== Stated exercise ==
Pick out every line of the listing below that contains the word "strap", and copy each one.

== Extracted material ==
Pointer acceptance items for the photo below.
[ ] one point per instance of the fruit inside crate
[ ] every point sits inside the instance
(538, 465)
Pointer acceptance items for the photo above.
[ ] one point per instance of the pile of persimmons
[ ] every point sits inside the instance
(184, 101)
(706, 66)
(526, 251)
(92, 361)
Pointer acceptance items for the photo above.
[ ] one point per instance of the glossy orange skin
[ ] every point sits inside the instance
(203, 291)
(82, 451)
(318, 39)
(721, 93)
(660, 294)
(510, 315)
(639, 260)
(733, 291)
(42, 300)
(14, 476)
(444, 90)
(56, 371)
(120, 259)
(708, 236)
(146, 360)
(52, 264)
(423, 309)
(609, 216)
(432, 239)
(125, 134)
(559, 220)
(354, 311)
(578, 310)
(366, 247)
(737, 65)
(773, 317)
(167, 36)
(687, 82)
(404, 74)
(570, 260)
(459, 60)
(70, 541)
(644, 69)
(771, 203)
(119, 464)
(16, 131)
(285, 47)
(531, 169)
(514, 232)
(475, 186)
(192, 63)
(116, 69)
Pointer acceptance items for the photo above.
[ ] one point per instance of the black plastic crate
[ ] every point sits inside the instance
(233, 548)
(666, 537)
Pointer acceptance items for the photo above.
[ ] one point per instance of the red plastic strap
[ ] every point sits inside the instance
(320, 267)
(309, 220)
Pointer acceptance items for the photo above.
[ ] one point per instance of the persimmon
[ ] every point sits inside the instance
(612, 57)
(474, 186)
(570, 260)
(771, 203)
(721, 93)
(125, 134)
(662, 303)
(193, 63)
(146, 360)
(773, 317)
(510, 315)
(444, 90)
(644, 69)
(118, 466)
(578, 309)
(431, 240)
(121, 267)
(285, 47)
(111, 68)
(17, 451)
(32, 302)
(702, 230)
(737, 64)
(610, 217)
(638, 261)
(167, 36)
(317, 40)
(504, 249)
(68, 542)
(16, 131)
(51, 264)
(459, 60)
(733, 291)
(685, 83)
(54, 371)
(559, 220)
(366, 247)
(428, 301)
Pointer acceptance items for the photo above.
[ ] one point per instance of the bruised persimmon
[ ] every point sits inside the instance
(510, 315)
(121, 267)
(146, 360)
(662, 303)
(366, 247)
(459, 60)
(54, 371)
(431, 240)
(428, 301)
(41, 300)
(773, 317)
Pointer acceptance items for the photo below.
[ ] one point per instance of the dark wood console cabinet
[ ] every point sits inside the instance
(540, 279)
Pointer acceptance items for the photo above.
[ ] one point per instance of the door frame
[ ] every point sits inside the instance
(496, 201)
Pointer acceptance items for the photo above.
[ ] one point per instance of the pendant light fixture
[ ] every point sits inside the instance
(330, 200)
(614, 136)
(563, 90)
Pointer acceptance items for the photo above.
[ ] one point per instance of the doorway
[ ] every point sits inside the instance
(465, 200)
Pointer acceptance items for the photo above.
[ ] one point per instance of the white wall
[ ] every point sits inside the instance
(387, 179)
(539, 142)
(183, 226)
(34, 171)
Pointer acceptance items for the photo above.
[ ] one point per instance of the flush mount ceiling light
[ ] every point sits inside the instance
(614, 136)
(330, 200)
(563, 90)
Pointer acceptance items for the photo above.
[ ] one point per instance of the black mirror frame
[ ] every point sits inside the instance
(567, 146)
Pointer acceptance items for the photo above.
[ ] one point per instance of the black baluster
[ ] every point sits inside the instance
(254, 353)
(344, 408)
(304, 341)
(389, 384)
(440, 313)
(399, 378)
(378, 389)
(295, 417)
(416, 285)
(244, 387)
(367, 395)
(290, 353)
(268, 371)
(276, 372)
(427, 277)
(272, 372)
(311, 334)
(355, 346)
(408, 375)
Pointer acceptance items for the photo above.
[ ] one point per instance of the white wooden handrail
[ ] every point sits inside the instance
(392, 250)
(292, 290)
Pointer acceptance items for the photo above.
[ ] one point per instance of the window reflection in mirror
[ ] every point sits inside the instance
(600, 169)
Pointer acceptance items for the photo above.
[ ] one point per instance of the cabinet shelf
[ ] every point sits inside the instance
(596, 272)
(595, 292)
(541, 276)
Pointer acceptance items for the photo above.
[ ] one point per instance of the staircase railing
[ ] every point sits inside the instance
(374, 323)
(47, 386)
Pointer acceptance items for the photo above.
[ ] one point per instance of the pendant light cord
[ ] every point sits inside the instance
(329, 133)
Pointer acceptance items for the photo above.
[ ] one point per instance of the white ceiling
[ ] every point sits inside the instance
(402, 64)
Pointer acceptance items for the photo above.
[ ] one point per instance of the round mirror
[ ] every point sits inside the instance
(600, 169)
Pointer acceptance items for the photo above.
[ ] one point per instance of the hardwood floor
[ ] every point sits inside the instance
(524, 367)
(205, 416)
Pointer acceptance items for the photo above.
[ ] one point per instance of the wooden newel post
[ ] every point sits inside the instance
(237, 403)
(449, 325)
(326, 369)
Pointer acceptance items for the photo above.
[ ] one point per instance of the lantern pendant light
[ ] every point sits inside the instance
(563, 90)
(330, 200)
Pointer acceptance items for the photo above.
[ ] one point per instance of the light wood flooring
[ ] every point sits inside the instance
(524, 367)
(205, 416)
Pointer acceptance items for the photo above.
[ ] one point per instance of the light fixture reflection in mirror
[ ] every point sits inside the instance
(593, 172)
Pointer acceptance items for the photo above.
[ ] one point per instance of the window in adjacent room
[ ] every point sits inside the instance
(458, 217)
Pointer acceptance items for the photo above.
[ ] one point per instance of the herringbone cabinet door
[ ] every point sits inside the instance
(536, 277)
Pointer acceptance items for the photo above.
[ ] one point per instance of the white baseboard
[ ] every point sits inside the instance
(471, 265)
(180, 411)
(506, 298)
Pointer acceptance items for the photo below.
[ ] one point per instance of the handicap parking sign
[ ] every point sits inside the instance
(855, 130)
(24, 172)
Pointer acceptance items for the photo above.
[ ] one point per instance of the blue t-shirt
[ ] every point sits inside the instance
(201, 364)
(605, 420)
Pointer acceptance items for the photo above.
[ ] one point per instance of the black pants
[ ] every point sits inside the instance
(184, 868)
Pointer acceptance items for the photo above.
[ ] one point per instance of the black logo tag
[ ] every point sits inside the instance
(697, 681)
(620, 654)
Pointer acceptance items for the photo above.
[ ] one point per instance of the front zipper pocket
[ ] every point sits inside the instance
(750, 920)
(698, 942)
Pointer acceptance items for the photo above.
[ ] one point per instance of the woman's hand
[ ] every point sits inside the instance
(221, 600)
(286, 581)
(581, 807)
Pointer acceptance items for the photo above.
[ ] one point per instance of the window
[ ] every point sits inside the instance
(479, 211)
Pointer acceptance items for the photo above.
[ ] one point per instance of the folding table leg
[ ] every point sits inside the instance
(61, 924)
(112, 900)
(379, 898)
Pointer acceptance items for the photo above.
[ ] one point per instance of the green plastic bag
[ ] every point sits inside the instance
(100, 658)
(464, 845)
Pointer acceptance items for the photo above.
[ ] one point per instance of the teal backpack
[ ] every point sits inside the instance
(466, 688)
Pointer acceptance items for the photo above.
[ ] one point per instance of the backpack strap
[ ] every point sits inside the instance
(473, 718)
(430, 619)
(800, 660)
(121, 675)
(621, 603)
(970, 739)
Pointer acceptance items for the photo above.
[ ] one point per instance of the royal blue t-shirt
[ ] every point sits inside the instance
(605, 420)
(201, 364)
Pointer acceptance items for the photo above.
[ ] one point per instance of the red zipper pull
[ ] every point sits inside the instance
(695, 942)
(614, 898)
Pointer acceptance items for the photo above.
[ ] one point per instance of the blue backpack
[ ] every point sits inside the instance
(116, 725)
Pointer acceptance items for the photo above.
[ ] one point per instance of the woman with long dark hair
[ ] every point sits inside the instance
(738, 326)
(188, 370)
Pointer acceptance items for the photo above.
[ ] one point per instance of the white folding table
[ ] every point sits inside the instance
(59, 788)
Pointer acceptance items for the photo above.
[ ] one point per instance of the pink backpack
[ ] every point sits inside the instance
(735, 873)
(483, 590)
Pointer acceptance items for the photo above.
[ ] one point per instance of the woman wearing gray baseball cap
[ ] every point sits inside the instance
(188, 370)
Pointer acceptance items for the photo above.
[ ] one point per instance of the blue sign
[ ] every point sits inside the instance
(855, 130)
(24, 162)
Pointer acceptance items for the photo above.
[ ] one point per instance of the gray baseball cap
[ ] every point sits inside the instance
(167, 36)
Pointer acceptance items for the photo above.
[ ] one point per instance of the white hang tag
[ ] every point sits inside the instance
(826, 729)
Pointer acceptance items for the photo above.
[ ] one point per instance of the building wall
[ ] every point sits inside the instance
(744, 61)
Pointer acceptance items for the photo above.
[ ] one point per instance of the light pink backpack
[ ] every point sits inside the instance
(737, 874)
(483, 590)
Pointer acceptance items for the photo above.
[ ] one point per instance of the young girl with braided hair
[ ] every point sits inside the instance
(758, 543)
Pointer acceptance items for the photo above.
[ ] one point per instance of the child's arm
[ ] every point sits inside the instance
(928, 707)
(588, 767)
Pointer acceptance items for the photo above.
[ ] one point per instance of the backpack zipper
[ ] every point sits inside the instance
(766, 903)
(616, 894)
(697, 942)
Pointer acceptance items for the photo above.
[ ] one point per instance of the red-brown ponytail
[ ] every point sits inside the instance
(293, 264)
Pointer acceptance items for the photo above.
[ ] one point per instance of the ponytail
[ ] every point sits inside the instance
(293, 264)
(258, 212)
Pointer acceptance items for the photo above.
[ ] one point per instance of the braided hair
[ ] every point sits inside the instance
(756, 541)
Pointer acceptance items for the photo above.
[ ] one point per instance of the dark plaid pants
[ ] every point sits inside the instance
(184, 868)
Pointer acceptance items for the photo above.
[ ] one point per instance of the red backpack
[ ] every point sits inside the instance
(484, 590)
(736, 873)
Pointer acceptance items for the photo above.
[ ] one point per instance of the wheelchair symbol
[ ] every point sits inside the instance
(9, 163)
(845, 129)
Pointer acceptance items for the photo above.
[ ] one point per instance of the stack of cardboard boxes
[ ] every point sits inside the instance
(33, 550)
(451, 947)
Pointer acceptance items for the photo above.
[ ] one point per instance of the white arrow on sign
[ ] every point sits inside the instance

== Result below ==
[ ] one point per instance of the red plastic strap
[ ] one point per instance of the backpack strap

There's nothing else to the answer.